Collected data »
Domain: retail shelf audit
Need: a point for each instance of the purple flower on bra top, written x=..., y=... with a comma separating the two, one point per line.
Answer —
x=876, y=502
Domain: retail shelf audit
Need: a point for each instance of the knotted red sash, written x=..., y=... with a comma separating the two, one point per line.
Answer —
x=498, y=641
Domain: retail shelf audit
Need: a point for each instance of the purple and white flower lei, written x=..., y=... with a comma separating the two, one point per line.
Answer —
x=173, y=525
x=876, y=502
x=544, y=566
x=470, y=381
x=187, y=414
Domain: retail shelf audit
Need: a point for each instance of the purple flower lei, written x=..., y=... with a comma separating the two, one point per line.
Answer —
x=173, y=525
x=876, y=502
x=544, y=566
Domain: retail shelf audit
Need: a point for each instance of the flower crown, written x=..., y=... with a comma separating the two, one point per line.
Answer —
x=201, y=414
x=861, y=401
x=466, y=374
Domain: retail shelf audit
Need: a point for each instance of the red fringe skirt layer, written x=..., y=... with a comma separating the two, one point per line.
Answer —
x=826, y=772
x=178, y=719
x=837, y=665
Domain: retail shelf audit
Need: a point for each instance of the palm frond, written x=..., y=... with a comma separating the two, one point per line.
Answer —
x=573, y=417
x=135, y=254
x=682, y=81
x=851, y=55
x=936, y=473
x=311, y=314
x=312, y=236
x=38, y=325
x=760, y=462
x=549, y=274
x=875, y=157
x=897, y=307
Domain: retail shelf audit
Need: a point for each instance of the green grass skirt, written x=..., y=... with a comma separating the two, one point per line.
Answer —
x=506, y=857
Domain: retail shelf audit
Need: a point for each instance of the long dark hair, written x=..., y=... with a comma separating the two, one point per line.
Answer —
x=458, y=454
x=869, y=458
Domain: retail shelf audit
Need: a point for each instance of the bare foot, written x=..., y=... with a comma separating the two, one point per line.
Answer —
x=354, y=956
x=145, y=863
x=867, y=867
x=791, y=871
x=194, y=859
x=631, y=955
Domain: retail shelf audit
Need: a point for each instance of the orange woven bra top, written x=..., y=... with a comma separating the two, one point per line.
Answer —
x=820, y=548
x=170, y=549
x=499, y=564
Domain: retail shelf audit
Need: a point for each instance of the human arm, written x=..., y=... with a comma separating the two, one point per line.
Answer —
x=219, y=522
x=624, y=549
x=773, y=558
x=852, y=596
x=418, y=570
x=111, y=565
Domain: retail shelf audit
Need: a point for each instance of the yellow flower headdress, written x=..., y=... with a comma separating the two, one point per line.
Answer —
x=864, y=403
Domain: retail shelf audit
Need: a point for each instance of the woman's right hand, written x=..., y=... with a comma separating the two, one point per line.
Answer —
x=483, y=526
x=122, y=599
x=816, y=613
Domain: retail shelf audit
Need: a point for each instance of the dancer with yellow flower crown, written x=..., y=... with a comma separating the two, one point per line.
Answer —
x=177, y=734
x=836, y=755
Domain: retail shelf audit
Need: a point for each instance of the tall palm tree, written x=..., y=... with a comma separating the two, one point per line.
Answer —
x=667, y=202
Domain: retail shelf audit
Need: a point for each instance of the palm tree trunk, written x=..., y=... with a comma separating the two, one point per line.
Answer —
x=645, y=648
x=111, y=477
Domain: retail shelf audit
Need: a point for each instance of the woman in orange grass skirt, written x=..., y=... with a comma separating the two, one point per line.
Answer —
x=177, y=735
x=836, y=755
--
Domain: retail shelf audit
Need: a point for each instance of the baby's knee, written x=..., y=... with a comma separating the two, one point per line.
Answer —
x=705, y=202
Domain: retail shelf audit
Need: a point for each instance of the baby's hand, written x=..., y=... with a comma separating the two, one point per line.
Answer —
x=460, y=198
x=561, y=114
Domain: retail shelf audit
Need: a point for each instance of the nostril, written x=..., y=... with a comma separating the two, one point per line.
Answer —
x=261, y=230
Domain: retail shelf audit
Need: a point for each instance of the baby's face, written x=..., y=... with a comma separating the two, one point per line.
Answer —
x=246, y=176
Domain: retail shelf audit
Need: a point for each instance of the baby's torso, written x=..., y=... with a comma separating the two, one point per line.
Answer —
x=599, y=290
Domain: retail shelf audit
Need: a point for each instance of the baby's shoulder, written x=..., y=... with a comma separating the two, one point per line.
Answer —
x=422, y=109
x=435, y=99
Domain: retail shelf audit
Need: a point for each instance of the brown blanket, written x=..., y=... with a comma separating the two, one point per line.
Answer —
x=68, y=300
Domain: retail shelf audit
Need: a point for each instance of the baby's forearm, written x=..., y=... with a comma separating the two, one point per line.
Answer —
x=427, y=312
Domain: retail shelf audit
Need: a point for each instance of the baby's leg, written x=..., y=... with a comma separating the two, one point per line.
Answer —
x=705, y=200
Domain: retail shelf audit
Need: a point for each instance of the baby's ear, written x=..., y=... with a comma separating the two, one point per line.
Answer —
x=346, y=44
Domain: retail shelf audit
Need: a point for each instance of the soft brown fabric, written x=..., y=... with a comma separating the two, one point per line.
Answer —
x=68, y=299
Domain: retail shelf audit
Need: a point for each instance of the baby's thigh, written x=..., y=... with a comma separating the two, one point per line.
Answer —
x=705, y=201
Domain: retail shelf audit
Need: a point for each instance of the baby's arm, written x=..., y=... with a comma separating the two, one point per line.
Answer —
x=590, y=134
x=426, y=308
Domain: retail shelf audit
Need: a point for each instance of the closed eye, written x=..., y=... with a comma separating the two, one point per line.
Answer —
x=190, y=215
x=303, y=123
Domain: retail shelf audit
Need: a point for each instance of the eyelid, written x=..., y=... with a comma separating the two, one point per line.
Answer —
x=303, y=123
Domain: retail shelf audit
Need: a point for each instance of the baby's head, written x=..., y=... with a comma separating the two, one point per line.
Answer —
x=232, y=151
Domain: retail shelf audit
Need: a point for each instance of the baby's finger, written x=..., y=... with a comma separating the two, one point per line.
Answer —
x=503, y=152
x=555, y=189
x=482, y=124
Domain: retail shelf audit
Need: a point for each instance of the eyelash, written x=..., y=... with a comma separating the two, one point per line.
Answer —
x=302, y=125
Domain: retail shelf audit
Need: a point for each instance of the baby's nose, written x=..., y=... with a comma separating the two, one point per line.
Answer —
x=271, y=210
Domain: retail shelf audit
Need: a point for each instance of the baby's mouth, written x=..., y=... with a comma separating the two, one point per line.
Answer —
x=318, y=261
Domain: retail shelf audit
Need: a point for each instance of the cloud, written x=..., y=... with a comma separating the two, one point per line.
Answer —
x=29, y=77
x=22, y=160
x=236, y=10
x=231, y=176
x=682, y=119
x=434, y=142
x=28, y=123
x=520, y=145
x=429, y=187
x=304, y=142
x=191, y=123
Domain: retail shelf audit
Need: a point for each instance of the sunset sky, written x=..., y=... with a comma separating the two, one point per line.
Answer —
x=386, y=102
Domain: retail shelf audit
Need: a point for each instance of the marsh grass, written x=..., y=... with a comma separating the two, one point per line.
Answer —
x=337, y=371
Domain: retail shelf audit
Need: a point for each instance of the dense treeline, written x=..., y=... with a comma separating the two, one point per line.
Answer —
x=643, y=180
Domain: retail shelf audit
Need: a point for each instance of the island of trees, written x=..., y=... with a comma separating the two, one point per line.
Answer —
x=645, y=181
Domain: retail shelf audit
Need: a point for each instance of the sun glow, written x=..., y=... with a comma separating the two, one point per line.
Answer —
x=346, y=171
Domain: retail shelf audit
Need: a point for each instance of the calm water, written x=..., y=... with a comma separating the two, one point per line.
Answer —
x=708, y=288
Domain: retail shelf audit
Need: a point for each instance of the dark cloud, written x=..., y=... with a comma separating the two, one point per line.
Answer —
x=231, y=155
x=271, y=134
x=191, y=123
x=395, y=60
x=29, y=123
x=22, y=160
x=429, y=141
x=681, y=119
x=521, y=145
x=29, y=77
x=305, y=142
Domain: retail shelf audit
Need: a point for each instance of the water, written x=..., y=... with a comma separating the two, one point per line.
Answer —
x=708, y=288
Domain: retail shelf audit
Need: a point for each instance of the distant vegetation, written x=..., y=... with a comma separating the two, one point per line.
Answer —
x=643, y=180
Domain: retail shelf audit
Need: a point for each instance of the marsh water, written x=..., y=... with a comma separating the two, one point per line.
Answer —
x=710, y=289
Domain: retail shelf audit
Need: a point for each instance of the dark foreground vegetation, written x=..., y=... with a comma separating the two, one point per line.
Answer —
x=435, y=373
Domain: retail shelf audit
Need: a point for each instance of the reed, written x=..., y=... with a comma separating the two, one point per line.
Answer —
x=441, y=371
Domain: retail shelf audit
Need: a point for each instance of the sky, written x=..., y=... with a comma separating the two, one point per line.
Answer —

SET EXERCISE »
Which lines of the records above contain the word "vegetation"? Pick out and copy each of them.

RESPONSE »
Need: a point for each instance of the distant vegetation, written x=..., y=... with a comma separating the two, one point per line.
Need: a point for each instance of the dark foreground vegetation, written x=..., y=... with a comma separating the two, one point per line.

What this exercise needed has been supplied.